[Supplied data]:
^^^^^^^^

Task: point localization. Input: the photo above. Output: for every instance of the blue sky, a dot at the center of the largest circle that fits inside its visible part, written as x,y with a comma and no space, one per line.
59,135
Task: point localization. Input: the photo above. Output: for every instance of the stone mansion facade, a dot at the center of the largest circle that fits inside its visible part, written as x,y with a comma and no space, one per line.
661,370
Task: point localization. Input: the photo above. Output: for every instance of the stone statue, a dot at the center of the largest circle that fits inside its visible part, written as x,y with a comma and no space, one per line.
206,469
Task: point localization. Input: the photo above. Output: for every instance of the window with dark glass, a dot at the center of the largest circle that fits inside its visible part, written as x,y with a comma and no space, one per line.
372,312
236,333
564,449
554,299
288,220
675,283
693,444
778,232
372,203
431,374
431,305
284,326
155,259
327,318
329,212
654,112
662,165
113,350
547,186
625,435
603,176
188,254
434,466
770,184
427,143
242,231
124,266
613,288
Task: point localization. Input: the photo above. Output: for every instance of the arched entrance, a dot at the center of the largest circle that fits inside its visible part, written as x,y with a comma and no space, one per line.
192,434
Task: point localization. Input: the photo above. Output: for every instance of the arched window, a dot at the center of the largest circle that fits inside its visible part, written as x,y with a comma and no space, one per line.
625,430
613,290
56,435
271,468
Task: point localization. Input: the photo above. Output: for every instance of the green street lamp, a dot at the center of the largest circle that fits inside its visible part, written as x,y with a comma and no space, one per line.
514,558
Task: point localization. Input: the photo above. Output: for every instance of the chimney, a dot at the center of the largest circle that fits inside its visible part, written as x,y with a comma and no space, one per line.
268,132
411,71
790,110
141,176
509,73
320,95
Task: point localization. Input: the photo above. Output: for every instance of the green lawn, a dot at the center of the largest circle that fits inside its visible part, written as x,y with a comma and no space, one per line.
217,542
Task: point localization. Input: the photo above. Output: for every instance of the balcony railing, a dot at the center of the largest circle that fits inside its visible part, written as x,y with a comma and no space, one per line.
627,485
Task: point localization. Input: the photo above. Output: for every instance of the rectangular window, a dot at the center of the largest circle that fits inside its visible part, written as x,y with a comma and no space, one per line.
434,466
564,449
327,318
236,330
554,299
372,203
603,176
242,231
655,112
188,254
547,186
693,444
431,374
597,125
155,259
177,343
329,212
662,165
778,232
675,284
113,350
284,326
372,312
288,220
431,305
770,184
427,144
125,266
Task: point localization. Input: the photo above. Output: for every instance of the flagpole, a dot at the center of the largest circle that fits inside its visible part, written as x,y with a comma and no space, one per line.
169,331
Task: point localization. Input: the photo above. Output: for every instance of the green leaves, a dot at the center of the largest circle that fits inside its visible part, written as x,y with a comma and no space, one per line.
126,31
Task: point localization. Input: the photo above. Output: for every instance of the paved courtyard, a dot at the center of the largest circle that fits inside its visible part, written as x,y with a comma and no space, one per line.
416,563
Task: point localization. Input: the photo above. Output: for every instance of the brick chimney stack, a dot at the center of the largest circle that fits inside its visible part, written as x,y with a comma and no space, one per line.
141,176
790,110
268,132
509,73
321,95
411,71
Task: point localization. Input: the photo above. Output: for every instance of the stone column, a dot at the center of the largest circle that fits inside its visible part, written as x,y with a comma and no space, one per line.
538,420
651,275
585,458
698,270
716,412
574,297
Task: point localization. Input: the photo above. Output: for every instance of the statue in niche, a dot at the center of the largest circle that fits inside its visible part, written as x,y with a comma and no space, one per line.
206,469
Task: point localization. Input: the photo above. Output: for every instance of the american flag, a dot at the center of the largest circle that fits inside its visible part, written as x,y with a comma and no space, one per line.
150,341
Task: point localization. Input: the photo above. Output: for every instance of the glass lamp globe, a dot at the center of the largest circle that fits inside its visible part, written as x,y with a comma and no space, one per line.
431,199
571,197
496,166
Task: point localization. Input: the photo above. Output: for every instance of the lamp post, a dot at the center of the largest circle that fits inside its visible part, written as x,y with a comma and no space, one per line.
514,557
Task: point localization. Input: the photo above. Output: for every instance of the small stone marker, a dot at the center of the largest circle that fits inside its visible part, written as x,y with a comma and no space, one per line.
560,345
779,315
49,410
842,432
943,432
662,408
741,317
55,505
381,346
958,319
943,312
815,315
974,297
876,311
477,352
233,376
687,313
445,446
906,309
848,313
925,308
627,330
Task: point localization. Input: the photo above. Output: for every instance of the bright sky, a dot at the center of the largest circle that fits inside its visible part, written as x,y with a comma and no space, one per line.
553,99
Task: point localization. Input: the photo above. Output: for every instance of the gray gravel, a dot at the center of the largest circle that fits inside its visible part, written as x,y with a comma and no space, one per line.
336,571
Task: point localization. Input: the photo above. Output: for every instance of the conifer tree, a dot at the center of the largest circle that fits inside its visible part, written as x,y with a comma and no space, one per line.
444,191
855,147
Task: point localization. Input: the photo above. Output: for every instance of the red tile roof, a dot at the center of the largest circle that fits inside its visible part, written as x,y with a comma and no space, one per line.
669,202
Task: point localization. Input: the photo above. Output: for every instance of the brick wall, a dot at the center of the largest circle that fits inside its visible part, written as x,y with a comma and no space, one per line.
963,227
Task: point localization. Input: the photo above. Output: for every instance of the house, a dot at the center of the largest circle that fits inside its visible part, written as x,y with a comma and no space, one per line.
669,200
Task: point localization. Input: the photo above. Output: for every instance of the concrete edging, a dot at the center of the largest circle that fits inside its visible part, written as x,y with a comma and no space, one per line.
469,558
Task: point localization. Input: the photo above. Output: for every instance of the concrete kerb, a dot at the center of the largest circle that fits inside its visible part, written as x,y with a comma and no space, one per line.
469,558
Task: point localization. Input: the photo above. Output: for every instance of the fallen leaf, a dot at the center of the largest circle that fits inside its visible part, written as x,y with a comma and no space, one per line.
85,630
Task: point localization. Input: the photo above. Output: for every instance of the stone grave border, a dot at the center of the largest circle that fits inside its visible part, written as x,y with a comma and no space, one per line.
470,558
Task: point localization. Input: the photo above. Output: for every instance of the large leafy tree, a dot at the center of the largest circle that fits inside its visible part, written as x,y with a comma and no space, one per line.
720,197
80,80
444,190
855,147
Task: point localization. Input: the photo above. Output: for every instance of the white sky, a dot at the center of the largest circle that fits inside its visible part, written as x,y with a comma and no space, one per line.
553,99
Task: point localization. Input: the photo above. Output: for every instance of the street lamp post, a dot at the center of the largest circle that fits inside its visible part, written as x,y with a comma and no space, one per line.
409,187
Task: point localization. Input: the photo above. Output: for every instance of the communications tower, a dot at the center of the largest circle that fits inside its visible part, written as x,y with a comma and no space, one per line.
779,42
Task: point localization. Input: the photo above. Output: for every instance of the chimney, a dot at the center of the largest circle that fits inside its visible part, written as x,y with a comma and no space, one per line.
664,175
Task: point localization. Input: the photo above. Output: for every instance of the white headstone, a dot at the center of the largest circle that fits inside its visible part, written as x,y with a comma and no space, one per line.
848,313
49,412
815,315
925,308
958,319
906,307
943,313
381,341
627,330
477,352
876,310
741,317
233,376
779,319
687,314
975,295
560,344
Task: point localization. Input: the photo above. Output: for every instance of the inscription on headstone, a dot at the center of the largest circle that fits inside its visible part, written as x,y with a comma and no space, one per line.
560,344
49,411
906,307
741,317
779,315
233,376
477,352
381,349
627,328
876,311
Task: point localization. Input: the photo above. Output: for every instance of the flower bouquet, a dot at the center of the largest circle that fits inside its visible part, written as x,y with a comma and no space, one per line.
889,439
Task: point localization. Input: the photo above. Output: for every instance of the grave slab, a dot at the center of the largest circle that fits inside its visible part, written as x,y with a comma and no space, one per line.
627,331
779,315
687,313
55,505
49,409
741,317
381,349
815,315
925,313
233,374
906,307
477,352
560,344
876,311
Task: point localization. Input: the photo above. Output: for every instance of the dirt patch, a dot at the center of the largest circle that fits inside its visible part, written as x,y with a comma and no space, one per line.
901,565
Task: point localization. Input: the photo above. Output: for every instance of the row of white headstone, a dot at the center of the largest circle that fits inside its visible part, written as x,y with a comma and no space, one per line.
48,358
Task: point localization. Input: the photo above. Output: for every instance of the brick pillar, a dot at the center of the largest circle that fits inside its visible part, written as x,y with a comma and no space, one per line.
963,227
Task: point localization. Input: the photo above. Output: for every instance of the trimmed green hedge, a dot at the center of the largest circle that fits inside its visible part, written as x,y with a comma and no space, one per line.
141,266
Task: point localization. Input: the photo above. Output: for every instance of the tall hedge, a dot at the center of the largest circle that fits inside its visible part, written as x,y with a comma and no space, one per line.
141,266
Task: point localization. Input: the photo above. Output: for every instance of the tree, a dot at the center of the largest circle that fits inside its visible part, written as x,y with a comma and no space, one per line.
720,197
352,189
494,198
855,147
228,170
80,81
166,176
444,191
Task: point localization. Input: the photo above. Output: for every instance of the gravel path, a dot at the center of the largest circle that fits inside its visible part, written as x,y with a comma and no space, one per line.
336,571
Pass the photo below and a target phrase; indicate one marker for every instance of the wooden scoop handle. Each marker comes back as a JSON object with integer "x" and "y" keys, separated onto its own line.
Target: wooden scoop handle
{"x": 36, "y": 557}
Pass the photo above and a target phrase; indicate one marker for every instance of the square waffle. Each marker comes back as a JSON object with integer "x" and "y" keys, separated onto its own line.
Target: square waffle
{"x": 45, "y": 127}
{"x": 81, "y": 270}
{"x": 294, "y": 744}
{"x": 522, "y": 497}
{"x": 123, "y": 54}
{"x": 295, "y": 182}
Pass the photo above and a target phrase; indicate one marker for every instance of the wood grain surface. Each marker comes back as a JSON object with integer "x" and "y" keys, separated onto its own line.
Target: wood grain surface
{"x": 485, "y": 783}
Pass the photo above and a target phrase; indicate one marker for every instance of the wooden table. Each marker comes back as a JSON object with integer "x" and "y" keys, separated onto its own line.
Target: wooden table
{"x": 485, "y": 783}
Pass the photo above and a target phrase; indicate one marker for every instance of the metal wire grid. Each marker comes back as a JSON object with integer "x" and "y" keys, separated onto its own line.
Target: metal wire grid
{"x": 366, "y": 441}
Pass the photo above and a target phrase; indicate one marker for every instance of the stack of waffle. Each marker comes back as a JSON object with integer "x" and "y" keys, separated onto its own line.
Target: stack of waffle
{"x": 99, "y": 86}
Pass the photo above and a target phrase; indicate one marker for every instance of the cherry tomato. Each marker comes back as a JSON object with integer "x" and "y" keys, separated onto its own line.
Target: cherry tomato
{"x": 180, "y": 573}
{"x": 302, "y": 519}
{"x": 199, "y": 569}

^^^^^^^^

[Problem to work on]: Give back the lines of the listing from the one with "the wood grain" through the end, both included, exactly as written and with nothing added.

[Task answer]:
Pass the photo above and a target phrase; indicate one marker for every instance of the wood grain surface. Each marker comes back as a JSON object with integer "x" and "y" keys, separated onto its own line.
Target: wood grain surface
{"x": 485, "y": 783}
Pass the photo above and a target phrase; indicate one marker for every instance of the wooden table. Each marker comes back as a JSON object with integer "x" and "y" keys, separated onto its own line.
Target: wooden table
{"x": 485, "y": 783}
Pass the photo above and a target phrase; indicate one marker for every instance of the metal wire grid. Each marker comes back as a JSON object with integer "x" and "y" keys, separated onto its own line.
Target: metal wire grid
{"x": 366, "y": 441}
Pass the photo above and a target phrase; indicate one marker for every instance of the stack of waffle. Each marker comes back as a JSON object with integer "x" and "y" keys, separated onto its own line.
Target: stack of waffle
{"x": 99, "y": 86}
Pass the photo above and a target phrase; indicate one marker for every instance of the cherry tomato. Each marker comes back as a JSON object with integer "x" and "y" keys, separated onto its own line.
Target: cherry tomato
{"x": 180, "y": 573}
{"x": 302, "y": 519}
{"x": 199, "y": 569}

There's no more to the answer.